EXERCISE:
Duplicate every line of the records word for word, leaving out the pictures.

--- Start of DATA ENTRIES ---

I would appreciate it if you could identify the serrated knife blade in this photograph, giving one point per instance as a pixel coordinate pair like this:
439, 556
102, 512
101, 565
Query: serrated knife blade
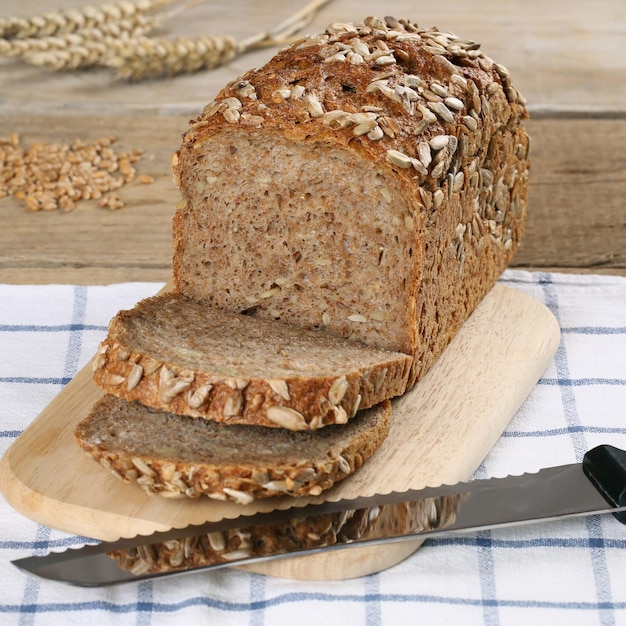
595, 486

--- End of DATA ENTRIES ---

CORRECT ANSWER:
I would appreciate it if you could identify the serrated knife blade in this photograph, giving one point per instance as a pixel coordinate pair like this:
439, 556
102, 512
101, 565
Query: serrated knife blade
595, 486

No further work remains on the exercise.